(Dataset extract begins)

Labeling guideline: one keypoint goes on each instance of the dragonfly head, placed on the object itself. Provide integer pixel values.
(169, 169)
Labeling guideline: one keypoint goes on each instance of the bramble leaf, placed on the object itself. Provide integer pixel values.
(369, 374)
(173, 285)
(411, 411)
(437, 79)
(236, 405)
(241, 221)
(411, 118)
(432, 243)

(Dataset extract ends)

■ **Exercise objective**
Each record must be reproduced exactly, with nothing missing.

■ **Answer to the problem**
Labeling guideline: one keypoint goes on each instance of the dragonfly head, placed on the object itself. Provide integer pixel values.
(169, 169)
Labeling guideline: one keypoint goes on each instance of the bramble leaf, placed on the object itself. Provide integer pixel values.
(369, 374)
(173, 285)
(411, 411)
(437, 79)
(236, 405)
(241, 221)
(411, 118)
(432, 243)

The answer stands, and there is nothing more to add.